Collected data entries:
========================
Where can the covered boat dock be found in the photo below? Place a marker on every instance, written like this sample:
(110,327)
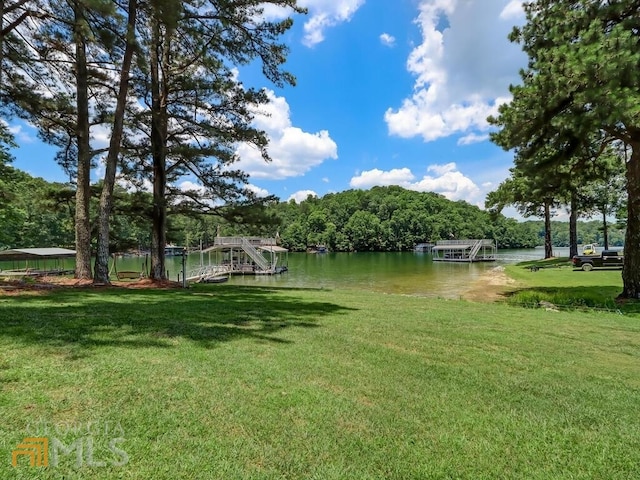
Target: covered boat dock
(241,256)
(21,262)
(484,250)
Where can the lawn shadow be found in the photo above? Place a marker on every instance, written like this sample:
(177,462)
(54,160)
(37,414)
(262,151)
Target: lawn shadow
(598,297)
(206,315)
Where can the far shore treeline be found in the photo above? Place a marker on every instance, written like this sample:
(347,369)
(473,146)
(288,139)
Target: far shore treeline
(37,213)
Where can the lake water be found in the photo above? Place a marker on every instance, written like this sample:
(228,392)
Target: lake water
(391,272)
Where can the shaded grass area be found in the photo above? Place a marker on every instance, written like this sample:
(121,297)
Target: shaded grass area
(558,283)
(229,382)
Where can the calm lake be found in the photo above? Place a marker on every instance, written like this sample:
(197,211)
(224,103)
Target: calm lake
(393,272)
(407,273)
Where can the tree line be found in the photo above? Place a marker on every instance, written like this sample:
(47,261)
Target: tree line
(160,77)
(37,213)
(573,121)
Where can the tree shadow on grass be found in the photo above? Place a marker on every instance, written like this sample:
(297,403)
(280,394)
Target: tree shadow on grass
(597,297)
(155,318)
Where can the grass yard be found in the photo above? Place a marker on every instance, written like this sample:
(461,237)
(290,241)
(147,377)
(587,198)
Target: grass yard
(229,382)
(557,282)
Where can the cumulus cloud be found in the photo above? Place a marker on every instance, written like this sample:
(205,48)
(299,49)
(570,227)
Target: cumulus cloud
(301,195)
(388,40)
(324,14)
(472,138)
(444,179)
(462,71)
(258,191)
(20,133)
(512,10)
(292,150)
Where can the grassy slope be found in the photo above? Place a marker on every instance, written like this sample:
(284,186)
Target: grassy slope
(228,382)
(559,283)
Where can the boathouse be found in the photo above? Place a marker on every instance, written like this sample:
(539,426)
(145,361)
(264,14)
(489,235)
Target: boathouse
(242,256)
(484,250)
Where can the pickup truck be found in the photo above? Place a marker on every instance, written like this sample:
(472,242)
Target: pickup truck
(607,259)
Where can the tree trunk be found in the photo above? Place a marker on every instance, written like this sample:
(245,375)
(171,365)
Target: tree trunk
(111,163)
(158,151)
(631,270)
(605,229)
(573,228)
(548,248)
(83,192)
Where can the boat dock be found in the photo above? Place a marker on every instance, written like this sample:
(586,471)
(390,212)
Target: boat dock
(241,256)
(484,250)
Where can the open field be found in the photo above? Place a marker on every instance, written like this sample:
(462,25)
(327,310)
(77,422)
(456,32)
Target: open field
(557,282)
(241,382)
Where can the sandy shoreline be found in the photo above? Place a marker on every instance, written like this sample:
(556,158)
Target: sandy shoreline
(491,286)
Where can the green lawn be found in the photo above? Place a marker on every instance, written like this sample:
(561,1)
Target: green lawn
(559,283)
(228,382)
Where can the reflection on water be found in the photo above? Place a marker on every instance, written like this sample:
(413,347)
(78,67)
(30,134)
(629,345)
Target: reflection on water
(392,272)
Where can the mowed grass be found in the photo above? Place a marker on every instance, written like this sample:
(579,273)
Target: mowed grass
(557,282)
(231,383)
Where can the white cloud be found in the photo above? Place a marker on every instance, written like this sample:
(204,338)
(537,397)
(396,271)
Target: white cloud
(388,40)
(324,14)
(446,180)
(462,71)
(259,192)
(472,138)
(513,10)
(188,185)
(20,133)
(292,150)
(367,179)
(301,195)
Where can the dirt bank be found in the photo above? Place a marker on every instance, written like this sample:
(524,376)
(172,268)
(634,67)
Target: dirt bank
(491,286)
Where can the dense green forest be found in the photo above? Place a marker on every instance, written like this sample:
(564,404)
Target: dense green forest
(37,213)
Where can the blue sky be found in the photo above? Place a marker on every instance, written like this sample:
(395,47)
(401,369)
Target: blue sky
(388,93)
========================
▸ **TASK INSTRUCTIONS**
Copy all records exactly; omit images.

▸ **RESPONSE BELOW**
Where can the covered boat dock be found in the photo below? Place a marker on every instance, written like this sample:
(110,327)
Target: covered boat dock
(241,256)
(21,262)
(484,250)
Where can the lawn shadow be found in the photo above? Place a marker on every instance, written like this sample:
(177,462)
(54,160)
(37,414)
(262,151)
Target: lawn shadow
(598,297)
(206,315)
Where can the far shore treeline be found in the photo above? Place a marker on every instance, written like this sample:
(347,369)
(473,146)
(288,139)
Target: far shore treeline
(37,213)
Where can the lake water be found in the photo above? Place a marker on every instance, written like this sample:
(228,392)
Target: lake water
(391,272)
Where can the shaded grass area be found in the photo above? Place a marker on every instance, written like this sample:
(121,297)
Target: shaded grass area
(558,283)
(229,382)
Where can the calm lake be found in the photo above? Place a marker on every instance, written like this sample:
(197,211)
(224,103)
Target: calm lake
(393,272)
(407,273)
Where can the tree line be found in the photo above? Place a marker on every instance, written like this sample:
(47,261)
Target: tree line
(160,77)
(37,213)
(573,121)
Where can the tree shadow on grass be found in the photo above? Place a marker on every instance, written like this sample:
(297,403)
(280,394)
Target: tree shadow on grass
(597,297)
(155,318)
Where can the grass yard be found in the photo above? Place a marker on every instance, written like this sample:
(461,237)
(290,241)
(147,377)
(587,198)
Target: grass yard
(229,382)
(557,282)
Where can the cumulus cloud be found in the photo above? Place a marker on every instance, written like this sample:
(205,48)
(299,49)
(570,227)
Target: cumulus cloud
(301,195)
(388,40)
(324,14)
(472,138)
(444,179)
(462,71)
(258,191)
(20,133)
(512,10)
(292,150)
Where can the grassy slope be found in the photo above? Place a marker on every instance, written like this sample:
(284,186)
Target: grassy slope
(228,382)
(559,283)
Where can the boathouse be found in the photo above? Place a marker on every instance, written like this sample:
(539,426)
(145,361)
(264,14)
(489,235)
Target: boathouse
(242,256)
(484,250)
Where can the pickup truck be found in the photo above? Place a marker on every instance, written like this sample:
(472,242)
Target: pickup truck
(607,259)
Where can the tree trunk be found in the photo above? Place a marker on every instance, written like this sample:
(245,375)
(171,365)
Target: tree trunk
(111,163)
(158,151)
(631,270)
(605,229)
(573,228)
(548,248)
(83,192)
Where can the boat dock be found in the photo above? Place a marker on every instance, written like this sample:
(586,471)
(390,212)
Target: boat dock
(241,256)
(484,250)
Where can the open field be found in the photo above? Place a marker on every instance, written like this sample:
(462,25)
(327,310)
(77,422)
(456,32)
Target: open field
(557,282)
(241,382)
Where can the sandy shoreline be found in the photo above? Place a marker on every instance, written like this sample:
(556,158)
Target: sandy shoreline
(491,286)
Where can the green lawn be found in the photo above? Place a marker on every instance, written like this sample:
(561,1)
Target: green lawn
(559,283)
(228,382)
Where can the reflection on water be found in the photo above? Place a marker on every instance, written like this sample:
(413,347)
(78,67)
(30,134)
(629,345)
Target: reflection on water
(392,272)
Where can the mowed grass be found in the photo above? Place a marker on every instance, written like this sample:
(579,273)
Target: mowed grass
(557,282)
(231,383)
Where can the white cloud be found in the photo above? Place a marker on every instance, written like this sample:
(204,338)
(537,397)
(396,271)
Target: white cloud
(388,40)
(324,14)
(446,180)
(462,71)
(259,192)
(472,138)
(513,10)
(188,185)
(20,133)
(292,150)
(367,179)
(301,195)
Where can the dirt bank be found in the photo above? Place a marker on every instance, written like this sample:
(524,376)
(172,268)
(634,67)
Target: dirt bank
(491,286)
Where can the dense green forest be found in the photo above? Place a marker on every instance, written like this sample:
(564,404)
Target: dense green forest
(37,213)
Where can the blue sky be found in the photo above? Place a marker on every instance, written like this sample:
(395,47)
(401,369)
Target: blue sky
(388,93)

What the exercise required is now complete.